◆ **TASK BRIEF**: Once the pictures are set aside, output all the records exactly.

◆ **Text-to-region grounding data**:

----

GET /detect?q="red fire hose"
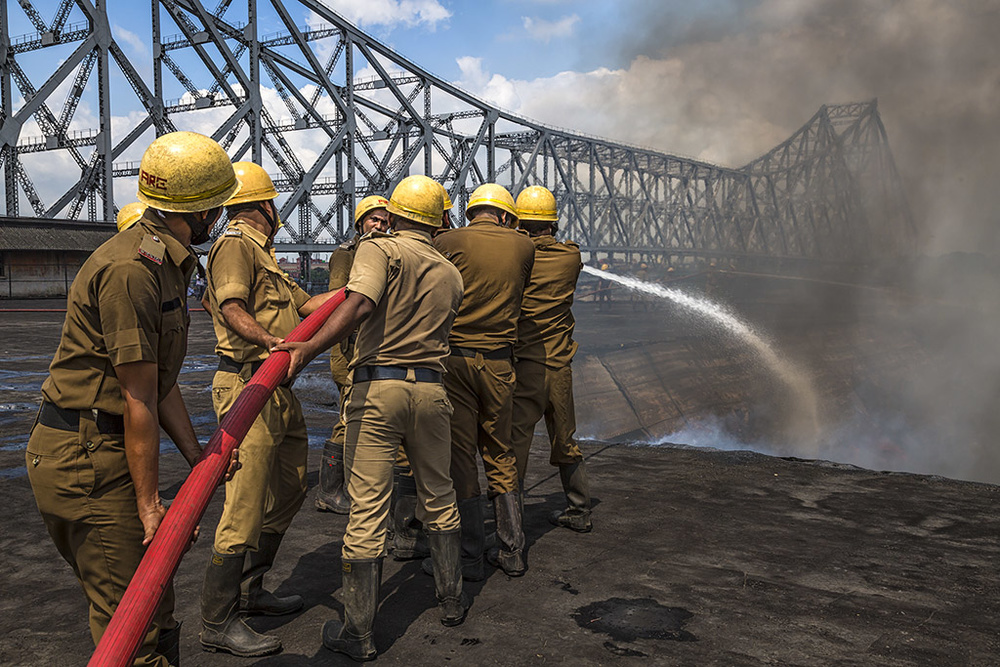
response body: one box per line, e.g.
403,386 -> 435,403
88,288 -> 347,667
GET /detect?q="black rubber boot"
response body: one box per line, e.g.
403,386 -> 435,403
421,496 -> 485,582
200,551 -> 281,657
156,622 -> 181,667
390,467 -> 430,561
316,438 -> 351,514
241,532 -> 303,616
549,461 -> 593,533
487,491 -> 527,577
426,529 -> 469,626
322,558 -> 381,662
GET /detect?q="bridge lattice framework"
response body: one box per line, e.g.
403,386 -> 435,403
0,0 -> 915,274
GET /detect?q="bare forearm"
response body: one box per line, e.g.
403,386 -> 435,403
158,383 -> 202,467
220,299 -> 280,348
123,395 -> 162,514
298,289 -> 338,317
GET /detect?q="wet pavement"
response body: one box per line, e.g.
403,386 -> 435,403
1,297 -> 999,665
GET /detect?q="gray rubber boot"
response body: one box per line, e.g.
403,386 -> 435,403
390,467 -> 430,561
316,438 -> 351,514
487,491 -> 527,576
241,532 -> 303,616
421,496 -> 485,582
321,558 -> 381,662
155,622 -> 181,667
426,529 -> 469,626
549,461 -> 593,533
200,551 -> 281,657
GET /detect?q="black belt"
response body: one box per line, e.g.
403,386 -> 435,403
353,366 -> 442,383
218,356 -> 266,375
217,356 -> 293,387
39,402 -> 124,435
450,346 -> 512,361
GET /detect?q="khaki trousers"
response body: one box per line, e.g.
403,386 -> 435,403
26,419 -> 174,667
443,354 -> 520,500
212,370 -> 309,554
342,376 -> 460,559
510,360 -> 583,481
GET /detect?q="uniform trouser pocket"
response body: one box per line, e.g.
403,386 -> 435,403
26,421 -> 174,661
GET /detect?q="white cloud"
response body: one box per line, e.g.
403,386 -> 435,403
321,0 -> 451,31
113,25 -> 149,58
521,13 -> 580,43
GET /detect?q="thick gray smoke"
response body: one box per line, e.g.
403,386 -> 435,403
610,0 -> 1000,254
565,1 -> 1000,482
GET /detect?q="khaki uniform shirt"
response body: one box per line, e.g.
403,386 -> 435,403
347,229 -> 463,372
515,235 -> 582,368
433,216 -> 535,351
41,211 -> 195,412
206,217 -> 311,363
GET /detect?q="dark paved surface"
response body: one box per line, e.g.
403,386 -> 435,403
2,299 -> 999,665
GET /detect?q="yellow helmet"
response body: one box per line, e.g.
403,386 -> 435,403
226,161 -> 278,205
116,202 -> 146,232
137,131 -> 240,213
354,195 -> 389,230
515,186 -> 557,223
466,183 -> 517,221
439,182 -> 453,211
387,175 -> 444,228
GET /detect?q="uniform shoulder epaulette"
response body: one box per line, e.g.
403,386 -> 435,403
515,228 -> 530,237
223,228 -> 243,238
136,233 -> 166,266
563,239 -> 580,249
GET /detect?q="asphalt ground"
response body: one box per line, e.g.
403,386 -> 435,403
1,298 -> 999,665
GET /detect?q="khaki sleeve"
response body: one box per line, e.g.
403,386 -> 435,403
346,241 -> 390,305
329,248 -> 353,290
290,282 -> 311,309
97,261 -> 160,366
208,238 -> 254,305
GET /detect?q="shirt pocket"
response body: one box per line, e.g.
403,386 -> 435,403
158,304 -> 188,393
261,265 -> 293,308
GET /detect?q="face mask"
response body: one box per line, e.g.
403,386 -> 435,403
259,202 -> 281,238
186,208 -> 221,245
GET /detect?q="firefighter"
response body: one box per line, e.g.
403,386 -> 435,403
25,131 -> 239,666
429,183 -> 535,578
199,162 -> 338,657
116,202 -> 147,232
509,186 -> 592,532
317,195 -> 390,515
275,174 -> 468,661
388,181 -> 454,562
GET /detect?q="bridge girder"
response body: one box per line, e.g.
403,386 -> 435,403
1,0 -> 915,265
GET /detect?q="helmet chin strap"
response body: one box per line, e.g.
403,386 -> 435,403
257,202 -> 280,237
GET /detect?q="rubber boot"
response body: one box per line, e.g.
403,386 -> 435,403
200,551 -> 281,657
390,467 -> 430,561
426,529 -> 469,627
421,496 -> 485,582
322,559 -> 381,662
549,461 -> 593,533
484,480 -> 521,552
241,532 -> 303,616
156,622 -> 181,667
316,438 -> 351,513
487,491 -> 527,576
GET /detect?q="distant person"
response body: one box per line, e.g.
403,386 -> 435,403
275,174 -> 469,660
597,259 -> 613,311
26,131 -> 239,666
429,183 -> 535,578
509,186 -> 592,532
200,162 -> 337,656
317,195 -> 390,515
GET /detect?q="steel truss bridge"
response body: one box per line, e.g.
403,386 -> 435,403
1,0 -> 915,277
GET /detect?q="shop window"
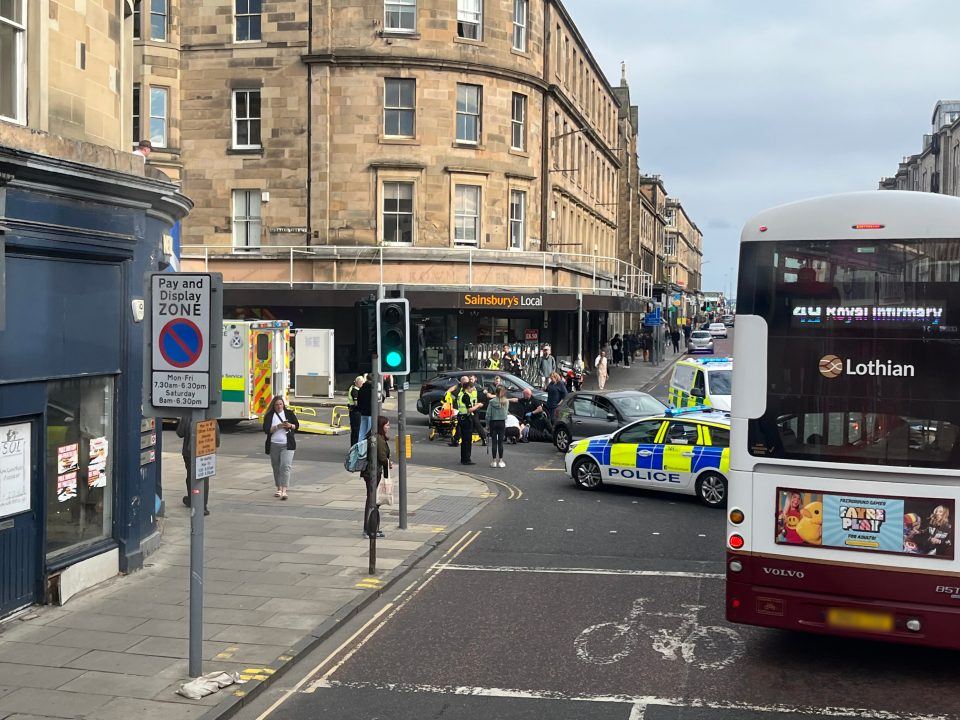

----

◆ **WRITTEN SOLUTION**:
GET /detect?q="red fire hose"
response body: one box per line, e.g.
403,386 -> 435,403
88,288 -> 347,667
GET /detect?q="black rubber boot"
response body: one box per line, e.g.
403,386 -> 435,403
421,496 -> 485,582
200,551 -> 281,657
156,622 -> 181,667
390,467 -> 430,561
316,438 -> 351,514
241,532 -> 303,616
549,461 -> 593,533
487,491 -> 527,577
426,529 -> 469,626
322,558 -> 381,662
GET /detect?q="bridge lattice framework"
response body: one box per line, e.g.
403,386 -> 435,403
0,0 -> 915,274
GET /detect?q="bare forearm"
response body: one box per line, e.g.
403,386 -> 435,403
158,383 -> 202,467
220,299 -> 280,348
123,395 -> 162,514
298,289 -> 338,317
GET /detect?q="wet pavement"
response body: one box per line, e.g.
403,386 -> 435,403
1,297 -> 999,665
GET /detect?q="gray rubber boot"
response body: one box per line, e.g.
403,386 -> 435,403
390,467 -> 430,561
316,438 -> 351,514
487,491 -> 527,576
241,532 -> 303,616
421,496 -> 485,582
321,558 -> 381,662
155,622 -> 181,667
426,529 -> 469,626
549,461 -> 593,533
200,551 -> 281,657
GET /detect?q="black belt"
response body: one box per line, e.g.
403,386 -> 435,403
353,366 -> 442,383
218,356 -> 266,375
217,356 -> 293,387
39,402 -> 124,435
450,346 -> 512,361
GET /detect?q="khaki trousers"
response body: one box per line, e.g.
403,386 -> 435,403
26,419 -> 174,667
443,354 -> 520,500
212,370 -> 309,554
342,376 -> 460,559
510,360 -> 583,481
GET /detect?q="uniform trouser pocket"
response body: one box per line, e.g.
403,386 -> 435,403
26,421 -> 174,661
GET /detect?q="white cloud"
response body: one box per line, e.g.
403,386 -> 435,403
321,0 -> 451,31
113,25 -> 149,58
521,13 -> 580,43
GET /detect?q="thick gray smoke"
response body: one box per line, e.g.
403,386 -> 435,403
610,0 -> 1000,254
565,1 -> 1000,482
GET /detect?q="khaki uniform shirt"
response body: one box per line, e.g.
403,386 -> 435,403
347,229 -> 463,372
515,235 -> 582,368
433,216 -> 535,351
41,211 -> 195,412
206,217 -> 311,363
GET /detect?q="dark paved surface"
response body: one box per line, e.g.
403,386 -> 435,403
2,299 -> 999,665
GET /detect?q="yellow helmet"
response body: one box per line, e.g.
403,386 -> 435,403
226,161 -> 278,205
116,202 -> 146,232
137,131 -> 240,213
354,195 -> 389,230
515,186 -> 557,223
466,183 -> 517,221
439,182 -> 453,211
387,175 -> 444,228
GET /detect?q="uniform shoulder epaulette"
response body: one box per line, e.g.
403,386 -> 435,403
515,228 -> 530,237
223,228 -> 243,238
136,233 -> 166,266
563,239 -> 580,249
GET /detect?q="asphalt ground"
response body: one box per line, e.g.
403,386 -> 435,403
1,298 -> 999,665
GET /detect?q="khaki sleeve"
response body: one box per line, e.g.
403,386 -> 435,403
346,241 -> 390,305
329,248 -> 353,290
290,282 -> 311,309
97,261 -> 160,366
208,238 -> 254,305
GET /detect?q="shirt pocket"
response body: one box per line, e.g.
403,386 -> 435,403
158,304 -> 188,393
261,265 -> 293,308
GET /detect?q="face mask"
response body: one box per line, e.g.
403,386 -> 435,403
259,202 -> 281,238
186,208 -> 221,245
GET /detect?q="firefighter"
response body: one box per line, e.g.
403,386 -> 435,403
25,131 -> 239,666
429,183 -> 535,578
199,162 -> 338,657
116,202 -> 147,232
509,186 -> 592,532
317,195 -> 390,515
275,174 -> 468,661
388,181 -> 454,562
GET /detect?q="bridge girder"
response body: one box per line, e.g.
403,386 -> 435,403
1,0 -> 915,265
GET /detect?q="helmet chin strap"
response body: one box per line, e.g.
403,386 -> 435,403
257,202 -> 280,237
GET /detect?q="rubber boot"
response body: one box per line, e.g.
403,386 -> 435,403
200,551 -> 281,657
390,467 -> 430,561
426,529 -> 469,627
421,496 -> 485,582
322,559 -> 381,662
549,461 -> 593,533
484,480 -> 521,552
241,532 -> 303,616
156,622 -> 181,667
316,438 -> 351,513
487,491 -> 527,576
GET /detect?q="distant person"
response body: one box per line, e.g.
403,386 -> 435,403
275,174 -> 469,660
597,259 -> 613,311
26,131 -> 239,666
429,183 -> 535,578
509,186 -> 592,532
200,162 -> 337,656
317,195 -> 390,515
GET /detect?q="steel truss bridge"
response body: one box per line, e.g.
403,386 -> 435,403
1,0 -> 915,277
GET /detect?q="shop window"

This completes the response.